[Records to process]
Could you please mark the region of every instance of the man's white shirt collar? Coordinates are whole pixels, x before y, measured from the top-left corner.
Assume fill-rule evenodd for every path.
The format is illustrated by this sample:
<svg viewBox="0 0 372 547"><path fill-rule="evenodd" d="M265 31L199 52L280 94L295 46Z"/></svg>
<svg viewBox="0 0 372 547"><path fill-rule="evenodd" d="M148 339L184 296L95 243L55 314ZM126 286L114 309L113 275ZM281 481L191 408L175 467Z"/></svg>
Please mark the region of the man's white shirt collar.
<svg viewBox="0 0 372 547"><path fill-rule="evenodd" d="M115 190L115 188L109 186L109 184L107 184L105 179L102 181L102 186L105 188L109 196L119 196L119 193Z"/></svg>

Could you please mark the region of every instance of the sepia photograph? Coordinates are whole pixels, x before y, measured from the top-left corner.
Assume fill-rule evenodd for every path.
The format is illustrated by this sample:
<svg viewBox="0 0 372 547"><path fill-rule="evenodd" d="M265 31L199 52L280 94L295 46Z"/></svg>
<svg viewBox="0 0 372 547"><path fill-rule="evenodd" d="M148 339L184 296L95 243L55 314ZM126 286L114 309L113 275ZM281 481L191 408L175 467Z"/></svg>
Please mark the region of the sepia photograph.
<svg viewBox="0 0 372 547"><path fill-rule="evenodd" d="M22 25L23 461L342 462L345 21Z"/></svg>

[The exercise]
Print all of the entries above again, word for word and unchanged.

[Output]
Could you please mark the region of every instance of the man's white shirt collar? Coordinates are whole pixels, x before y, measured from the top-left corner.
Assume fill-rule evenodd for every path.
The format is illustrated by this sample:
<svg viewBox="0 0 372 547"><path fill-rule="evenodd" d="M265 31L199 52L280 94L295 46Z"/></svg>
<svg viewBox="0 0 372 547"><path fill-rule="evenodd" d="M148 339L184 296L95 243L55 314ZM126 286L114 309L113 275ZM281 481L191 408L175 467Z"/></svg>
Please mark the region of the man's white shirt collar.
<svg viewBox="0 0 372 547"><path fill-rule="evenodd" d="M115 190L115 188L109 186L109 184L107 184L105 179L102 181L102 186L105 188L109 196L119 196L119 193Z"/></svg>

Could you please mark the region of every instance of the sepia photograph? Coordinates are whole pixels, x before y, measured from the top-left corner.
Assume fill-rule evenodd for every path.
The format is illustrated by this sample:
<svg viewBox="0 0 372 547"><path fill-rule="evenodd" d="M265 31L199 52L280 94L295 46Z"/></svg>
<svg viewBox="0 0 372 547"><path fill-rule="evenodd" d="M148 339L184 296L95 243L55 314ZM126 286L114 309L113 275ZM281 481L191 408L175 467Z"/></svg>
Please mark the region of the sepia photograph.
<svg viewBox="0 0 372 547"><path fill-rule="evenodd" d="M22 25L23 461L342 462L345 21Z"/></svg>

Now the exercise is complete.